↓↓↓
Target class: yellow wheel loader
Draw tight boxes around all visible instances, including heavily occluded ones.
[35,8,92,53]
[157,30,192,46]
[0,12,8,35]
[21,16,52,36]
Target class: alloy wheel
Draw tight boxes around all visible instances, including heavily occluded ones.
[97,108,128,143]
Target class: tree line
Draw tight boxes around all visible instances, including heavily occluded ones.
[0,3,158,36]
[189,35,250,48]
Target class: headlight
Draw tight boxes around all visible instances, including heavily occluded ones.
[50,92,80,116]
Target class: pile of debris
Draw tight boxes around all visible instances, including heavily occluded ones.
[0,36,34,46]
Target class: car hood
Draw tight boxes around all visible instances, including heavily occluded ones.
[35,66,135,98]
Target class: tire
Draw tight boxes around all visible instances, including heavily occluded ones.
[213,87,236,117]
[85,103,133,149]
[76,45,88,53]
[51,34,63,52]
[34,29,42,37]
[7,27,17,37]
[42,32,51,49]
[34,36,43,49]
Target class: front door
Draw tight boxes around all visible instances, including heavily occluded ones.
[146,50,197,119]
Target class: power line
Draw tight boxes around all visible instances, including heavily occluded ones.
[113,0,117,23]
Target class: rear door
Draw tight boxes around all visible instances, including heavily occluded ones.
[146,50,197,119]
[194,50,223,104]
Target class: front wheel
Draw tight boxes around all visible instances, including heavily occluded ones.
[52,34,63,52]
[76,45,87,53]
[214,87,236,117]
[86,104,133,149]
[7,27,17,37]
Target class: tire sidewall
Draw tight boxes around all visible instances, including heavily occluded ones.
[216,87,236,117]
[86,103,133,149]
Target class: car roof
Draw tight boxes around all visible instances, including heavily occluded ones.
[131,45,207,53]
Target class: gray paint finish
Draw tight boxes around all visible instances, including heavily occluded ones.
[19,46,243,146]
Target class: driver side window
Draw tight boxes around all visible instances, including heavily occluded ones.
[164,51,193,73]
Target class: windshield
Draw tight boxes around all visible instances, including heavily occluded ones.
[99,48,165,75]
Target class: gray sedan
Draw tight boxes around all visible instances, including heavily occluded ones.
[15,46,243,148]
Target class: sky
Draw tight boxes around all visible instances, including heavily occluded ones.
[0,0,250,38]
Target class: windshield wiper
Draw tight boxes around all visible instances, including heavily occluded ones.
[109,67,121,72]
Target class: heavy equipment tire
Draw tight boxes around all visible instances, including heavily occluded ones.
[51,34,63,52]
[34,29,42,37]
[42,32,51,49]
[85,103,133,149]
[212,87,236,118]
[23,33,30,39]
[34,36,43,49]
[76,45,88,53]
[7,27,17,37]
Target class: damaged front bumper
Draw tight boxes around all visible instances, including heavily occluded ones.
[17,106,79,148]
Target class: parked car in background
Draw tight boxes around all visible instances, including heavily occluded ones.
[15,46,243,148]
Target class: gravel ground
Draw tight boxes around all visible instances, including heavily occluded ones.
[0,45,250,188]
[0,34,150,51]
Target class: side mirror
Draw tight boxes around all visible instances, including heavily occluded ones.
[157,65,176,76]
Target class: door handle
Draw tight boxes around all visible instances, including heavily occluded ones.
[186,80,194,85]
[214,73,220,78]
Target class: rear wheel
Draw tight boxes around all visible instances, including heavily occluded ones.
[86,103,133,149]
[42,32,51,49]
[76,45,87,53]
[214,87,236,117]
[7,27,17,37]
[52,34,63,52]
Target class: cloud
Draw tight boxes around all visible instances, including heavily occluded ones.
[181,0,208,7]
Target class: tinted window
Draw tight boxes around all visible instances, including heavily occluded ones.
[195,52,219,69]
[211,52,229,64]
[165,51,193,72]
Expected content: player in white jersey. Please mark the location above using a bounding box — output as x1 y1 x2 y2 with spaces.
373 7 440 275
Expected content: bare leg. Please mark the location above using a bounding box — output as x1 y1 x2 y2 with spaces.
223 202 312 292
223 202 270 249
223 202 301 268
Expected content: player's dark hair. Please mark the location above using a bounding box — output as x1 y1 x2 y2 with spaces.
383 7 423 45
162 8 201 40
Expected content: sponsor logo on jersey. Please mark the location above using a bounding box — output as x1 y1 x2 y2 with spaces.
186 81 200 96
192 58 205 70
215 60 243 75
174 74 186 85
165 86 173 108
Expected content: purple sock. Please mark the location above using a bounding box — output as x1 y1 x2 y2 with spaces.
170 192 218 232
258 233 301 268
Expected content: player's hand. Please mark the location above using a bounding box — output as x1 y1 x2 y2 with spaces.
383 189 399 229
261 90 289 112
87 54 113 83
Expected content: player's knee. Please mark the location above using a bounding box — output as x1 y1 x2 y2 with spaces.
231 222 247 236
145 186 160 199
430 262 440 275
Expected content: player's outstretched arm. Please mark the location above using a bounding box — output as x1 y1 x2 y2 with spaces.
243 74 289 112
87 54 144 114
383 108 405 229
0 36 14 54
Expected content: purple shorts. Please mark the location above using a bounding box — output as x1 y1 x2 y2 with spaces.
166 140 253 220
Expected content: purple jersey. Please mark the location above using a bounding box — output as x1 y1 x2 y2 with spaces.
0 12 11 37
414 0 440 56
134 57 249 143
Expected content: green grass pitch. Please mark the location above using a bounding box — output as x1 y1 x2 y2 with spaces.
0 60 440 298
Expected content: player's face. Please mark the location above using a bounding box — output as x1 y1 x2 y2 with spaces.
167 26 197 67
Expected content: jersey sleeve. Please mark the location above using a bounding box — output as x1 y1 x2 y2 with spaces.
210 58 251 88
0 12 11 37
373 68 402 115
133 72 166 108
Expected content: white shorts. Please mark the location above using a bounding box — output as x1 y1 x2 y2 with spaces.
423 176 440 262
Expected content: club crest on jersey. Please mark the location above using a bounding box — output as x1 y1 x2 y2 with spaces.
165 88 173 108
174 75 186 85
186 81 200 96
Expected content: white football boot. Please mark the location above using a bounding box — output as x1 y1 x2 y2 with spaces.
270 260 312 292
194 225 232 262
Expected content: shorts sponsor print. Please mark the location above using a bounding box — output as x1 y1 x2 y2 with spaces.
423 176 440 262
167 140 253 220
↑↑↑
**WHAT IS REQUIRED**
Taking the lines from the first one through the line containing "[35,66,135,98]", inclusive, replace "heavily occluded" with "partly hidden" and write out only those lines, leaving everything else in them unchanged.

**EXERCISE ANSWER**
Target class: yellow wheel loader
Draw tight boxes around all visible instances, including partly hidden ones.
[35,8,92,53]
[157,30,192,46]
[0,12,8,35]
[21,16,52,36]
Target class: alloy wheel
Draw tight boxes around all visible instances, including partly hidden ones.
[97,108,128,143]
Target class: tree line
Draw tight boxes around all visible instances, including partly hidden ones.
[0,3,158,36]
[189,35,250,48]
Target class: headlight
Draw tight boxes around all visible instances, including partly hidden ones.
[50,92,80,116]
Target class: pile of debris
Draw tight boxes around all visible instances, including partly hidden ones.
[0,36,34,46]
Target class: car hood
Draw tight boxes around all visible instances, including partly hidden ones.
[35,66,135,98]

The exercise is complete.